### Text block
--------------------------------------------------

Currently, large medical equipment is allocated based on the principle of equity and optimal allocation; however, the observed allocation patterns reveal an obvious aggregation effect in provincial capital cities like Zheng Zhou, primarily because of the concentration of patients and medical resources. Although the guidelines specify the requirements for the standardized use of MRI equipment, the policy lacks a monitoring and feedback mechanism to gauge the efficiency of utilization. Furthermore, an irrational equipment composition could potentially cause underutilization [44]. The comprehensive efficiency of MRIs in Henan is below 1. Our results reveal that out of all sample cities, only one city achieved comprehensive efficiency, indicating an overall ineffectiveness in municipal-level MRI utilization.

Liu and Chen present a similar conclusion [45]. The existing policy prioritizes equitable distribution, while insufficient attention is devoted to an appropriate mechanism for monitoring provincial and municipal utilization. To facilitate future optimization of resource allocation, it is imperative to establish a dynamic equity and efficiency data collection mechanism that captures both equity and efficiency metrics at municipal-level hospitals.

--------------------------------------------------

### Data
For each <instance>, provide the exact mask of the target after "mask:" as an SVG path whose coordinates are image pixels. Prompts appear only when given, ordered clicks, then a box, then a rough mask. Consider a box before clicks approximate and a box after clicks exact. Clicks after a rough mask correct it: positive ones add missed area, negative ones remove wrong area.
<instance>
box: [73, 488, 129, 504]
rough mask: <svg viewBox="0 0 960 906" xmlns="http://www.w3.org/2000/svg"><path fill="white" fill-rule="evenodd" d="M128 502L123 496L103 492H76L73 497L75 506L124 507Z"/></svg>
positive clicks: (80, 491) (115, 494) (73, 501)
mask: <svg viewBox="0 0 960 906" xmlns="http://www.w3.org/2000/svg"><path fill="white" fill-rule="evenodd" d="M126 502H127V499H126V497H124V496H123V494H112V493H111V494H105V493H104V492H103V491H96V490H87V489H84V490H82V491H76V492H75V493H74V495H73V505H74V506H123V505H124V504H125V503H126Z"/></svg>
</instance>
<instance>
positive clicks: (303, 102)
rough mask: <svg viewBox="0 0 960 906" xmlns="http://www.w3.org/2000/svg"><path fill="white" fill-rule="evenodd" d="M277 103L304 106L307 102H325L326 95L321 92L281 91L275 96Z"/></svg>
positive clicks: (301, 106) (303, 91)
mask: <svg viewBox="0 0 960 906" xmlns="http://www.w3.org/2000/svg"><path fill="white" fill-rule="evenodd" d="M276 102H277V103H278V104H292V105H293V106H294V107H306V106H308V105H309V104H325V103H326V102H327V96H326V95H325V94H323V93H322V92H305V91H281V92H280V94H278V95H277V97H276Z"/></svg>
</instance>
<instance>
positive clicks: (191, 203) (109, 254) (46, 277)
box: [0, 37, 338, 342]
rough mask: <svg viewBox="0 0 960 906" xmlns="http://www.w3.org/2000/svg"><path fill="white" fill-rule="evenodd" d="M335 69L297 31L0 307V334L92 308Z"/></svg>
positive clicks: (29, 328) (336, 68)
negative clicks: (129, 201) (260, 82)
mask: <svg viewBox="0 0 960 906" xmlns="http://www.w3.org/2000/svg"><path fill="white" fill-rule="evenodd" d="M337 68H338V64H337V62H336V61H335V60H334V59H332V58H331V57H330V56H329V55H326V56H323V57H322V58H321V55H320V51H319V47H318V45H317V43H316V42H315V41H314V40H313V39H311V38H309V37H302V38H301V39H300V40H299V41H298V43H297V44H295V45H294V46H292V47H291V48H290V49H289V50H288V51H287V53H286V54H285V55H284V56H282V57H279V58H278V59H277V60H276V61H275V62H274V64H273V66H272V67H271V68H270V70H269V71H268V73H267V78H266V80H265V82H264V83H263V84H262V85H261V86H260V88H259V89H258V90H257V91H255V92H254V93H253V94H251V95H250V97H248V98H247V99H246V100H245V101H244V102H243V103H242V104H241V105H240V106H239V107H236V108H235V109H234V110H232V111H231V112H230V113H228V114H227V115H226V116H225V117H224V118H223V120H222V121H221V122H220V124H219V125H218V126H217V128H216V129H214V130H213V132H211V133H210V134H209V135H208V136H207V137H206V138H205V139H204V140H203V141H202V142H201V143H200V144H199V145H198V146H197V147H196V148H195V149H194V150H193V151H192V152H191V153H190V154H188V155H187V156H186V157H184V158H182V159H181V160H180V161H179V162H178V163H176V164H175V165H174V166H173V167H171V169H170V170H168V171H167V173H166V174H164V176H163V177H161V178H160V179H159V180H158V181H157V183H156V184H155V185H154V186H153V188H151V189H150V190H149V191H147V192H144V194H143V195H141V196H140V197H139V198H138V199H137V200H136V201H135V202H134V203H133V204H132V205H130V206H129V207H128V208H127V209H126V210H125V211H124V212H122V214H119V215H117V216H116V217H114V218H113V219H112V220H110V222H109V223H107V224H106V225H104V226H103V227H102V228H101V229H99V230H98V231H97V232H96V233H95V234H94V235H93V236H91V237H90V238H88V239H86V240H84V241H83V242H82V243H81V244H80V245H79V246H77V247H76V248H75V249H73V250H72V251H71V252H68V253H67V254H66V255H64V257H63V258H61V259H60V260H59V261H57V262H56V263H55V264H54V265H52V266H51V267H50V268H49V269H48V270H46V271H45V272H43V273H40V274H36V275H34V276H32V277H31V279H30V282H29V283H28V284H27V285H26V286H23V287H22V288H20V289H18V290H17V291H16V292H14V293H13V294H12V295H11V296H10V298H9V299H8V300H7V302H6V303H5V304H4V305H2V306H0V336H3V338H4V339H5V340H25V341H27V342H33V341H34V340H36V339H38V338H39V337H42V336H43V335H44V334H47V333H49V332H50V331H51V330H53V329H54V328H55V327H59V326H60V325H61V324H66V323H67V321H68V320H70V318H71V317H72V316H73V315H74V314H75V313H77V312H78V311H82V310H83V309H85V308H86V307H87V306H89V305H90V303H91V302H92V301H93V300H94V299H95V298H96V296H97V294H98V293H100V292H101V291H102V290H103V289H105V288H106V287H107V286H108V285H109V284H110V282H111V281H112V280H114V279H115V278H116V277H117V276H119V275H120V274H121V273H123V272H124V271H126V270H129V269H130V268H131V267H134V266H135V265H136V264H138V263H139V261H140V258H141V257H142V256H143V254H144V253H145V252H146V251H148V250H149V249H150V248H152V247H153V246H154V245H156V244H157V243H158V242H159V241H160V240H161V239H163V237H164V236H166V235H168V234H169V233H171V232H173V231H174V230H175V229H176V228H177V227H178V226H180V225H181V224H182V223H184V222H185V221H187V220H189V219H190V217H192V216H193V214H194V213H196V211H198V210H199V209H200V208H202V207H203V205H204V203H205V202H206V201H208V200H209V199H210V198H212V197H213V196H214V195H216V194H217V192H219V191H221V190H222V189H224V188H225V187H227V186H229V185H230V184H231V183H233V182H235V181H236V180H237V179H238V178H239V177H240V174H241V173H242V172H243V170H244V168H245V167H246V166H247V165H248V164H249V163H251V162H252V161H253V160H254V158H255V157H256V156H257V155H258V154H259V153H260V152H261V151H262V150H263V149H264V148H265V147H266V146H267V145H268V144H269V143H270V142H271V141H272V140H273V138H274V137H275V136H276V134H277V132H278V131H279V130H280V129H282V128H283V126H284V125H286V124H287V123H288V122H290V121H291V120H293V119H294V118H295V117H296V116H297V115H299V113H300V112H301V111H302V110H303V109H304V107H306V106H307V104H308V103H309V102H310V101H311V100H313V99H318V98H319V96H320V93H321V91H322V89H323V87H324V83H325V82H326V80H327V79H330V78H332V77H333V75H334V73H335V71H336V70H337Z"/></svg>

--------------------------------------------------

### Apply what you read
1. In the text on MRI equipment in Henan, duplicate the passage from "Currently, large medical" to "municipal-level MRI utilization.".
2. Using the text on MRI equipment in Henan, decide whether each statement agrees with it, answering yes or no and quoting the words that decide it: (a) Only one of the sample cities achieved comprehensive efficiency. (b) The policy includes a monitoring and feedback mechanism to gauge utilization efficiency. (c) The comprehensive efficiency of MRIs in Henan is above 1.

### Answers for the exercise
1.
Currently, large medical equipment is allocated based on the principle of equity and optimal allocation; however, the observed allocation patterns reveal an obvious aggregation effect in provincial capital cities like Zheng Zhou, primarily because of the concentration of patients and medical resources. Although the guidelines specify the requirements for the standardized use of MRI equipment, the policy lacks a monitoring and feedback mechanism to gauge the efficiency of utilization. Furthermore, an irrational equipment composition could potentially cause underutilization [44]. The comprehensive efficiency of MRIs in Henan is below 1. Our results reveal that out of all sample cities, only one city achieved comprehensive efficiency, indicating an overall ineffectiveness in municipal-level MRI utilization.

2.
(a) Yes: "only one city achieved comprehensive efficiency"
(b) No: "the policy lacks a monitoring and feedback mechanism to gauge the efficiency of utilization"
(c) No: "The comprehensive efficiency of MRIs in Henan is below 1."